Dataset excerpts:
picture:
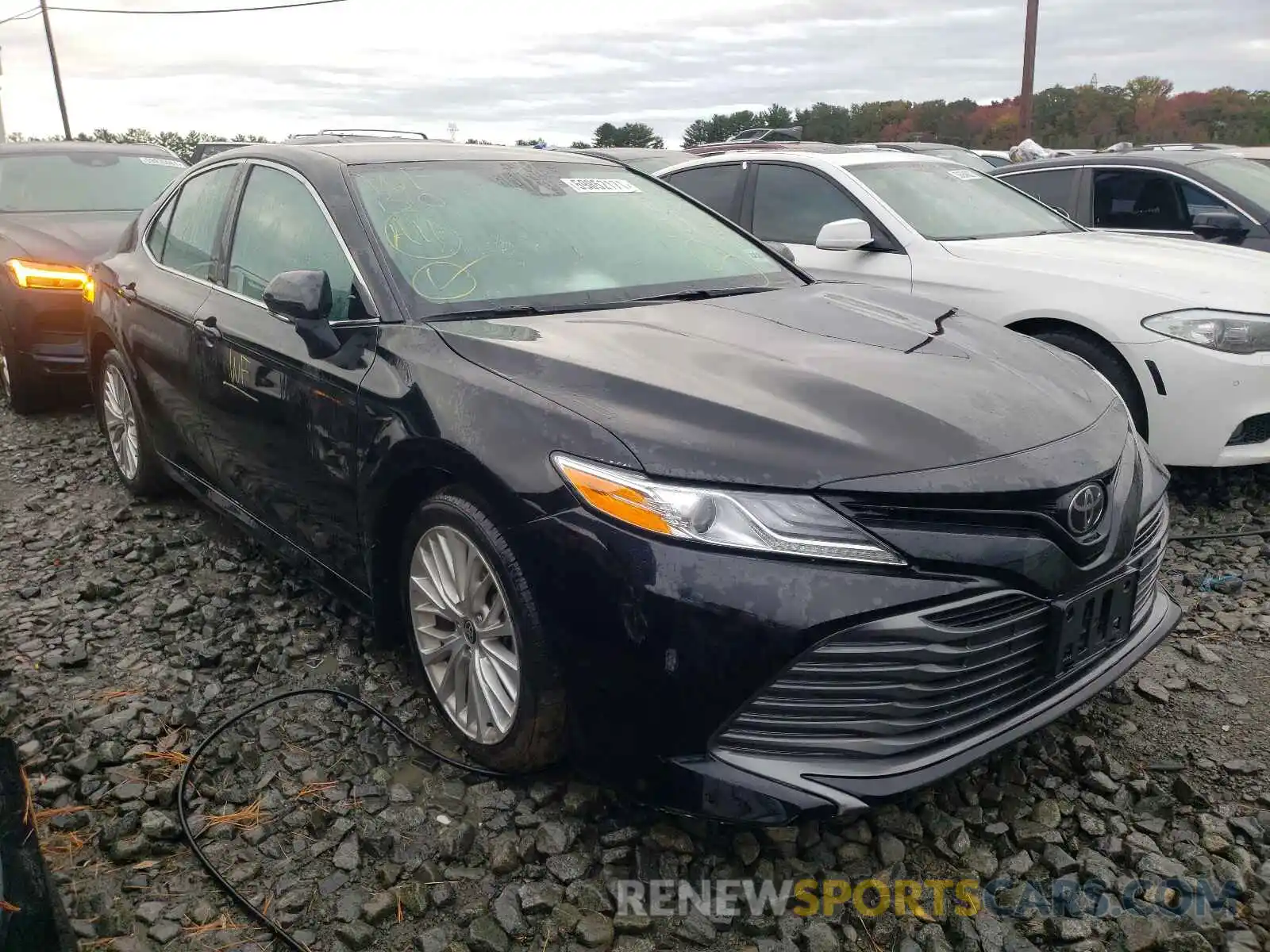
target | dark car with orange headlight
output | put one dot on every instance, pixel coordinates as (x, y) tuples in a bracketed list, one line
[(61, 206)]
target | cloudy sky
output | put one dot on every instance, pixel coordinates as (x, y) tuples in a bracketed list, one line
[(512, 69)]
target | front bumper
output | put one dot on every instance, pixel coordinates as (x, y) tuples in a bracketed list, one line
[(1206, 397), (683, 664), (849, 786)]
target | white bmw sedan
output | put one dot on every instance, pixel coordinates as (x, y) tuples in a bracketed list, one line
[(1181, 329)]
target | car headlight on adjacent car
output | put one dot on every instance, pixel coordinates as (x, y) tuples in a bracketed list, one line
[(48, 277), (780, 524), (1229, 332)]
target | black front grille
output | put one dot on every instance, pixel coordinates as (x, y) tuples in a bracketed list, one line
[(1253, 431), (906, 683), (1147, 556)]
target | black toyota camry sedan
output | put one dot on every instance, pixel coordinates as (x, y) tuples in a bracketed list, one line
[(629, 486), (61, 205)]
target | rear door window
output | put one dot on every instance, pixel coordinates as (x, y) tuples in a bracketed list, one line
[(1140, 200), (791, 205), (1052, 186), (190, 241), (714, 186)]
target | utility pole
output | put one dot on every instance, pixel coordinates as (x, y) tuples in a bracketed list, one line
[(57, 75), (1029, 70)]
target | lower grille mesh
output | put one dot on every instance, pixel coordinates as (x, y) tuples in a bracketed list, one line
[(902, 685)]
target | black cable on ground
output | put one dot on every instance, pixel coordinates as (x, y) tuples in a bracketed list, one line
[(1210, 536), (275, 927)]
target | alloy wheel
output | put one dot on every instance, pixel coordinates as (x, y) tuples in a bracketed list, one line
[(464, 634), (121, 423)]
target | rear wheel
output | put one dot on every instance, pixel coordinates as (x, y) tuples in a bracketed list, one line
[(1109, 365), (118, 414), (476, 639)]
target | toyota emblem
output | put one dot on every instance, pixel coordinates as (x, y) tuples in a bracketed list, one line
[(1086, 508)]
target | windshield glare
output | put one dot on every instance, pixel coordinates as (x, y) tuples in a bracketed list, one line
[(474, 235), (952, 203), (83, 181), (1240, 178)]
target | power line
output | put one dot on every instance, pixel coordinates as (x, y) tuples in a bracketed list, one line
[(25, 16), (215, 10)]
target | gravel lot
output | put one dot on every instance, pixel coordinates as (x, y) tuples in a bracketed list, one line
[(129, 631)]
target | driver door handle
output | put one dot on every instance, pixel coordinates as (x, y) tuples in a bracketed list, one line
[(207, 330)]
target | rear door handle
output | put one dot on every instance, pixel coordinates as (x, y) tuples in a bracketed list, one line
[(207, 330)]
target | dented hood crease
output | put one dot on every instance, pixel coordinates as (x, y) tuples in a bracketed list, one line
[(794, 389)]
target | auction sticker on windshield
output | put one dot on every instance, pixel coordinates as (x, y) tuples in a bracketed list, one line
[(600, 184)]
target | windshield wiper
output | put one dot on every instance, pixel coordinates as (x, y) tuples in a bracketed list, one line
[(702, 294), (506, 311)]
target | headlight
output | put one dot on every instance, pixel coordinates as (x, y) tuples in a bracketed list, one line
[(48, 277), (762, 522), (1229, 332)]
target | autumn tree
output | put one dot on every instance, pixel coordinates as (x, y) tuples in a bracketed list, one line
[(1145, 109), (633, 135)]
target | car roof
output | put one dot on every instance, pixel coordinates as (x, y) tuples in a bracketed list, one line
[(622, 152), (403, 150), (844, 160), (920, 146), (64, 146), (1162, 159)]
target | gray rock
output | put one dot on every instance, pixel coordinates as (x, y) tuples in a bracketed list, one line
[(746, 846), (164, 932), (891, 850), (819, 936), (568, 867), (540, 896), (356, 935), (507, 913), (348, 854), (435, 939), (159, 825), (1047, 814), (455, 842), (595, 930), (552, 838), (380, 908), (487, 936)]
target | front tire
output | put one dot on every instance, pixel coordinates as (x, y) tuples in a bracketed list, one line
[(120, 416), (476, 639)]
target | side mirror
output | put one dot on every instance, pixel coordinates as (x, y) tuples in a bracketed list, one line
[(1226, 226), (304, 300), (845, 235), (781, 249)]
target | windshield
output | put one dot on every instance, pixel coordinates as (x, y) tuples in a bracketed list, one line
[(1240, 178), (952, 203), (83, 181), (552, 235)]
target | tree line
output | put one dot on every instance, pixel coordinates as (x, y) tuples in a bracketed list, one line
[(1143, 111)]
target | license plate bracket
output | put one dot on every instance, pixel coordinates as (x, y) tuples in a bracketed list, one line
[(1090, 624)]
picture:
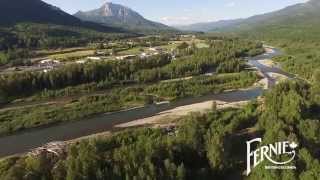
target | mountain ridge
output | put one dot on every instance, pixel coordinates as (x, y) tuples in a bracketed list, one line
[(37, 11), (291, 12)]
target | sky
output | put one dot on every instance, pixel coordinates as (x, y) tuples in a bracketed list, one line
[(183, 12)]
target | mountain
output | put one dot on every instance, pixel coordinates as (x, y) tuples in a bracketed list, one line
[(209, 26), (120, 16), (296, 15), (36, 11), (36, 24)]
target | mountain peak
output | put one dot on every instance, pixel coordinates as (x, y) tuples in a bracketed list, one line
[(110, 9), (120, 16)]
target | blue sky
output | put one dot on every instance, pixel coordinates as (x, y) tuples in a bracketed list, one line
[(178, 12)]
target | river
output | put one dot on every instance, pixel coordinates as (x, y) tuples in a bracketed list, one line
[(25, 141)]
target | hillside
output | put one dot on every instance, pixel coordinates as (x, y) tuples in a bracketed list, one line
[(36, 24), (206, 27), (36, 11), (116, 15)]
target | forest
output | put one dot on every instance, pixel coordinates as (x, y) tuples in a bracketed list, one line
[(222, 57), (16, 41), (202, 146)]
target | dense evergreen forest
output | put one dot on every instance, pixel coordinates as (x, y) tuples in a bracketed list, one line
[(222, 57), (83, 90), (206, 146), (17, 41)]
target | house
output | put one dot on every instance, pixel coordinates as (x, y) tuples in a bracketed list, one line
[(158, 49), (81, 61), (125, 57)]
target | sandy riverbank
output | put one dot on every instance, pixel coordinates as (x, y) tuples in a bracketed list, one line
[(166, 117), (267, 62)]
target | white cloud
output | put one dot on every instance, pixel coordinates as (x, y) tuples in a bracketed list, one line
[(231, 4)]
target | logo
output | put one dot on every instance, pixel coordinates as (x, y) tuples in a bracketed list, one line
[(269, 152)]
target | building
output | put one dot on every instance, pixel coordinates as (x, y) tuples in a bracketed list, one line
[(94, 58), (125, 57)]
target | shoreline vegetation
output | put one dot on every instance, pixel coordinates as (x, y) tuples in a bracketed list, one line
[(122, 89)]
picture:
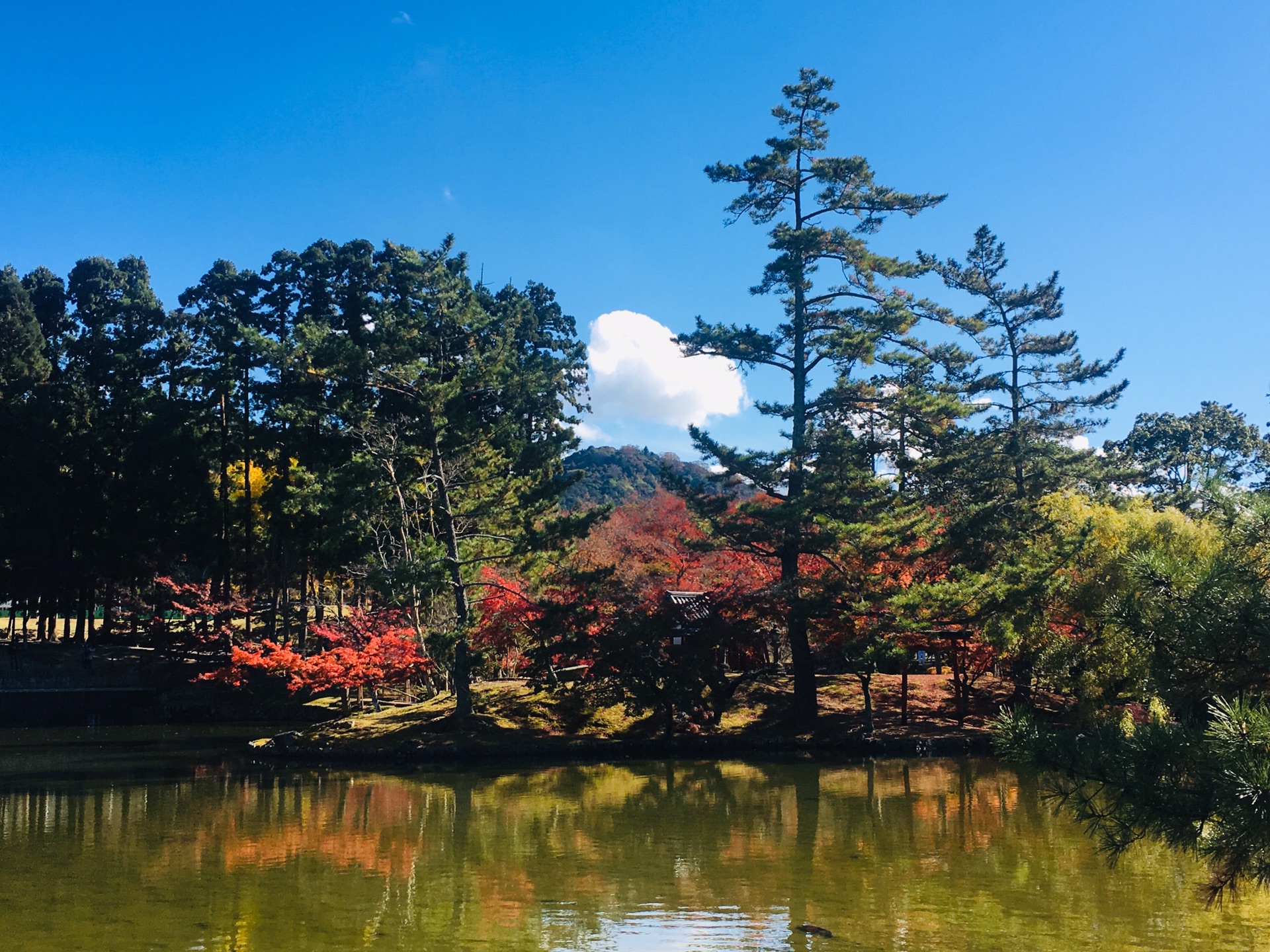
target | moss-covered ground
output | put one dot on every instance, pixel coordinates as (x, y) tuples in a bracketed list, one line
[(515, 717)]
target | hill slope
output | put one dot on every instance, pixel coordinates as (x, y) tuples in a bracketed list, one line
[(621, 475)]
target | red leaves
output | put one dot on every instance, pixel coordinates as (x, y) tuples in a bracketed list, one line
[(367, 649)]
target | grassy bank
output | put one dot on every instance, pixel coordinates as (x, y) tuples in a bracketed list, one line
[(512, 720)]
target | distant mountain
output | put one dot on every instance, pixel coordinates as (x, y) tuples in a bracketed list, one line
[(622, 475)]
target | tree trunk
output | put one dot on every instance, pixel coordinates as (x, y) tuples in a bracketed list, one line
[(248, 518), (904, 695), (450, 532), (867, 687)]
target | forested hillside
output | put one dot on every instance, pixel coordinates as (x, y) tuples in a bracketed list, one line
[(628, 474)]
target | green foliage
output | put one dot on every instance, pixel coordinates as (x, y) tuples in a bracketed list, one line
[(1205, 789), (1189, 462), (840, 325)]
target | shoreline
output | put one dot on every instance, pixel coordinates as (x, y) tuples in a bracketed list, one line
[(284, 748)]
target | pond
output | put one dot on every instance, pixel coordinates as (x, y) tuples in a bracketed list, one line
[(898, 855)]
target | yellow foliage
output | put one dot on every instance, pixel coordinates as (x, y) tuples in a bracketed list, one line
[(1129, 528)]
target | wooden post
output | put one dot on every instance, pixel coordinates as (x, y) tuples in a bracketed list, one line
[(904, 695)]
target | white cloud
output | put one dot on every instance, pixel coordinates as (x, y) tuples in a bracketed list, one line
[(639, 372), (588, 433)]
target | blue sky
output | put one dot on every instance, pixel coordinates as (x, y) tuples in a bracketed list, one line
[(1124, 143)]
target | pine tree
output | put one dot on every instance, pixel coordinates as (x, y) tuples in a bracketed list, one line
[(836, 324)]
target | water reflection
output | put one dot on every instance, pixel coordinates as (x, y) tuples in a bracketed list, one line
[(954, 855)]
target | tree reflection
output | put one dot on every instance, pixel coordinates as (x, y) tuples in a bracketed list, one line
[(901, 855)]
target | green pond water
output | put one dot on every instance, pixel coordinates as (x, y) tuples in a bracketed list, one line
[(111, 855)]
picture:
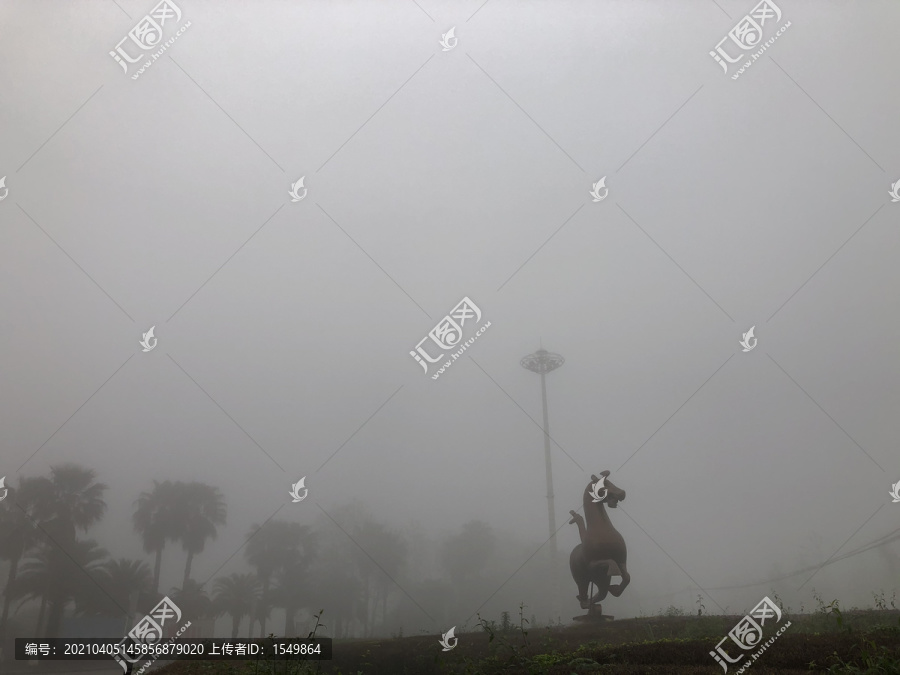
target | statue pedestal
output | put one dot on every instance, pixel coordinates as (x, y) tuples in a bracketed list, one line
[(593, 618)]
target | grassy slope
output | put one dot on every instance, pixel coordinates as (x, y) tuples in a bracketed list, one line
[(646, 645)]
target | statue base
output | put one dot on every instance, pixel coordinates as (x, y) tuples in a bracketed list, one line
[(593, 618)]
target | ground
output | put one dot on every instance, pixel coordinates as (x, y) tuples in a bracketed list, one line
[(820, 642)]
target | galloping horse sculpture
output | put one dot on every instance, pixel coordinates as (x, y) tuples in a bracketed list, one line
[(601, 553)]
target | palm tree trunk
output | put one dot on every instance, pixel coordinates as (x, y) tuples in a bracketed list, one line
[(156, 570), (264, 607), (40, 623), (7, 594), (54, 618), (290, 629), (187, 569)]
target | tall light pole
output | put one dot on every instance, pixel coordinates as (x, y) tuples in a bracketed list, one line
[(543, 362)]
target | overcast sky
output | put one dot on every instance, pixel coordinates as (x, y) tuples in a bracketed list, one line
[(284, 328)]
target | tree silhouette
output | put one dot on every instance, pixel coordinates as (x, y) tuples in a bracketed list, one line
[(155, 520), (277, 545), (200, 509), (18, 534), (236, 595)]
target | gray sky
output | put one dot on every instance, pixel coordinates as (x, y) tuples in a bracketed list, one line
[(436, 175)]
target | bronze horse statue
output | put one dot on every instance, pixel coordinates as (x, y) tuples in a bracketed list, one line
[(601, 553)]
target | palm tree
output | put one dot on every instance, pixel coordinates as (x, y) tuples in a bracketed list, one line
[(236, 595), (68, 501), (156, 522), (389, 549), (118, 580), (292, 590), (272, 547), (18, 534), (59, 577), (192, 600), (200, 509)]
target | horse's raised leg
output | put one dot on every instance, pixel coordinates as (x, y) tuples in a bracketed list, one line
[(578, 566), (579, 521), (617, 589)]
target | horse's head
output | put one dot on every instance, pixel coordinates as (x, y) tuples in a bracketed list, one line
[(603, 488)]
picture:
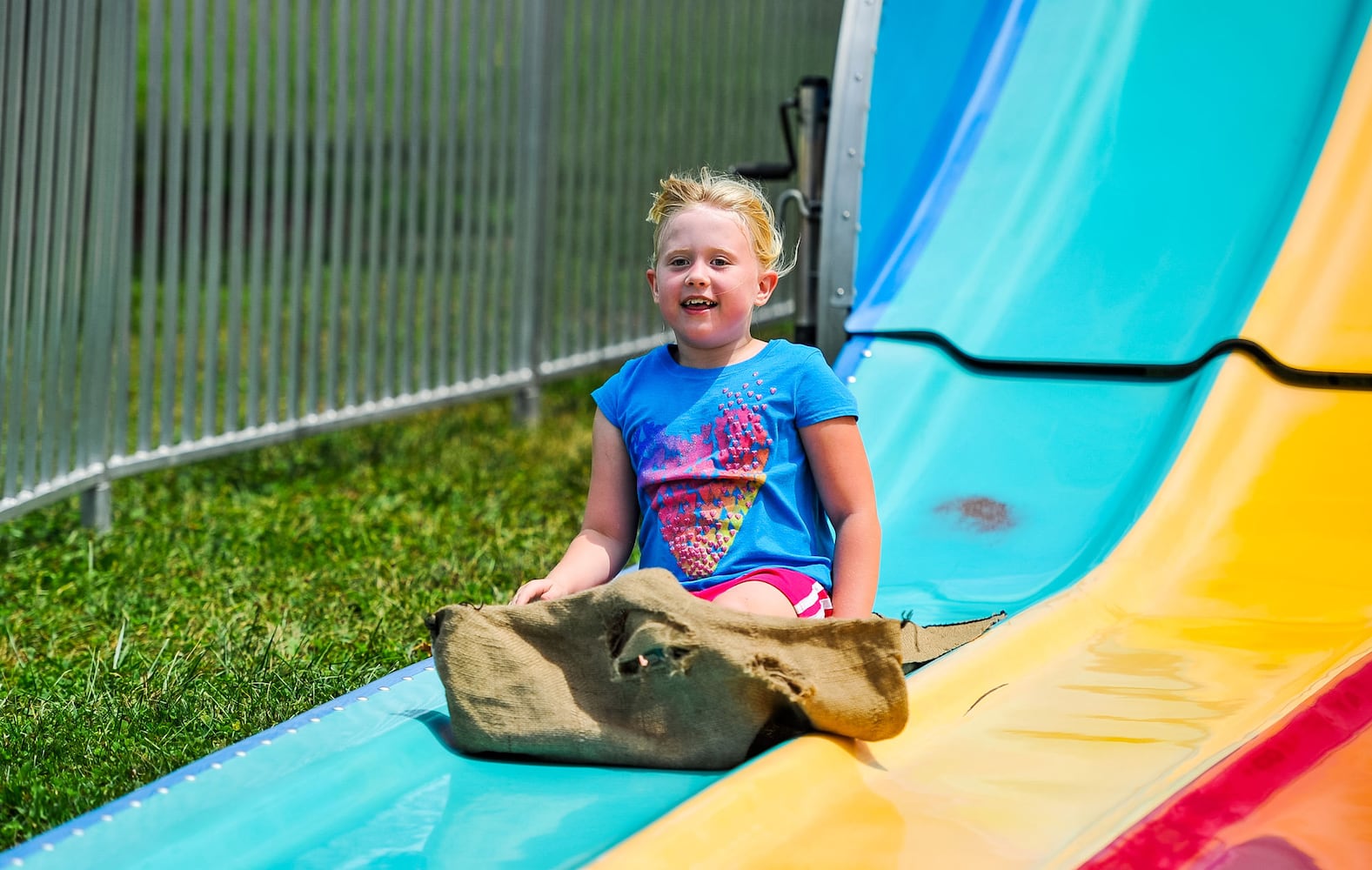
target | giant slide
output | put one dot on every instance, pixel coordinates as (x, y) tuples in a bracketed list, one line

* _Work task_: Could you repeat exactly the lines from the first one of the records above through the line containing "target | black toyota camry sedan", leaving out any pictures?

* _Response area_:
picture:
target | dark car with orange headlight
output | put one dot on every instance, pixel coordinates as (x, y) tuples in a bracketed list, one line
[(61, 206)]
target | cloudy sky
output | put one dot on every instance, pixel coordinates as (x, y) tuples in a bracketed list, one line
[(512, 69)]
target | front bumper
output | put one dot on every instance, pixel coordinates as (x, y) tuples in a bracketed list, one line
[(1206, 397), (683, 664), (849, 786)]
target | white bmw sedan
output | put one dot on every instance, pixel coordinates as (x, y) tuples in a bracketed list, one line
[(1181, 329)]
target | car headlight on adjacent car
output | put one dot on every instance, pixel coordinates as (x, y) tuples in a bracketed list, one line
[(48, 277), (780, 524), (1229, 332)]
target | black front grille
output | put one dot on every instance, pixel coordinates as (x, y) tuples in a bracketed list, one line
[(1253, 431), (906, 683), (1147, 556)]
target | black toyota camry sedan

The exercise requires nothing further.